(begin)
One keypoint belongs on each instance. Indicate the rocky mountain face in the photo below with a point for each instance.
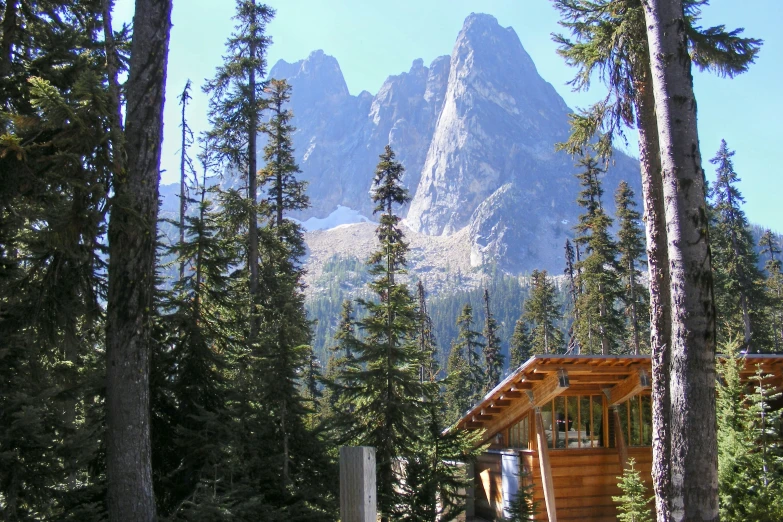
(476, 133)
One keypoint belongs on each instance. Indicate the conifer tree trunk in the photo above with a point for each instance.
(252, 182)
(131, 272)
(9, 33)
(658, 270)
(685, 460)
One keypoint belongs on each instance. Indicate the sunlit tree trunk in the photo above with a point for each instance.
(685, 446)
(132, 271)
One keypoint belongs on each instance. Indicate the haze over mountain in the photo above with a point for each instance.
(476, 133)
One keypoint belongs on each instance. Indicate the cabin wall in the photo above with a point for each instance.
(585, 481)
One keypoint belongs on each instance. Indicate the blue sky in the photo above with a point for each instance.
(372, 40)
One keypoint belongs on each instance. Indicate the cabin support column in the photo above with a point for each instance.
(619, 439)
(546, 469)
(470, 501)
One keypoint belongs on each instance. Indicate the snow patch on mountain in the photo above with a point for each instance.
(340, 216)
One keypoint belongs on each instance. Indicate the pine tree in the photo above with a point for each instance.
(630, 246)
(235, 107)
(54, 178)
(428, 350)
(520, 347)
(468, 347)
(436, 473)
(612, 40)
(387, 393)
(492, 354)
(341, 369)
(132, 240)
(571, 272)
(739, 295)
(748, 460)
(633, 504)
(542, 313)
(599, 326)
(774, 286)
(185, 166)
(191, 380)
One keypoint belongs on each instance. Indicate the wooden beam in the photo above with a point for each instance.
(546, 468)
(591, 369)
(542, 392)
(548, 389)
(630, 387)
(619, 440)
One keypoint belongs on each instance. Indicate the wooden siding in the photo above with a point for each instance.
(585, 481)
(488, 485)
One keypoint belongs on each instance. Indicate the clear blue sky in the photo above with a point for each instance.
(end)
:: Work to be completed ::
Rewrite all of the data above with each "keypoint" changed to "marker" and nothing else altered. Omit the pictures.

:: Final answer ::
One marker belongs on each instance. Indicate the rocky mountain face in the photo below with a point for each instance.
(476, 133)
One marker belongs on each instance. Indicate the conifer tree trunk in the photo above with a point for each instance.
(252, 182)
(131, 272)
(9, 33)
(658, 270)
(685, 460)
One marker belongs on each instance. Indicate the sunlit tree trunk in the photo above with a point for each instance.
(685, 446)
(132, 271)
One marker belongs on each instance. Indicate the haze over mountain in the photo above with a point for each instance.
(476, 133)
One marker belongs on each instance. Indicate the cabin wall in the photo above with a point for each instance.
(585, 481)
One marker belongs on each instance. Indicate the blue sky in the photo above with a point for each instance.
(372, 40)
One marker belongs on each instance. Indicate the cabin support column in the photo above with a point for each instance.
(619, 439)
(546, 469)
(470, 501)
One marker belongs on each instance. Indicate the snow patch on mountain in the photo above with a point for each instance.
(340, 216)
One marker belongs on each instance. Indicate the pine tree in the photo above with a point for each instance.
(630, 246)
(235, 107)
(54, 178)
(428, 350)
(520, 347)
(468, 347)
(436, 473)
(612, 40)
(387, 393)
(492, 354)
(341, 369)
(132, 240)
(571, 272)
(739, 295)
(748, 460)
(633, 504)
(542, 313)
(599, 326)
(774, 286)
(185, 166)
(191, 380)
One marker belongs on each instance. Indicate the wooden beam in the photo above with a point for each instance.
(546, 468)
(591, 369)
(542, 392)
(548, 389)
(630, 387)
(619, 440)
One marker belongs on each instance. Indicate the wooden siding in the photo above with a point for each instance.
(585, 481)
(488, 485)
One marker belongs on each instance. Indicate the clear blue sky in the photo above with a point for each instance.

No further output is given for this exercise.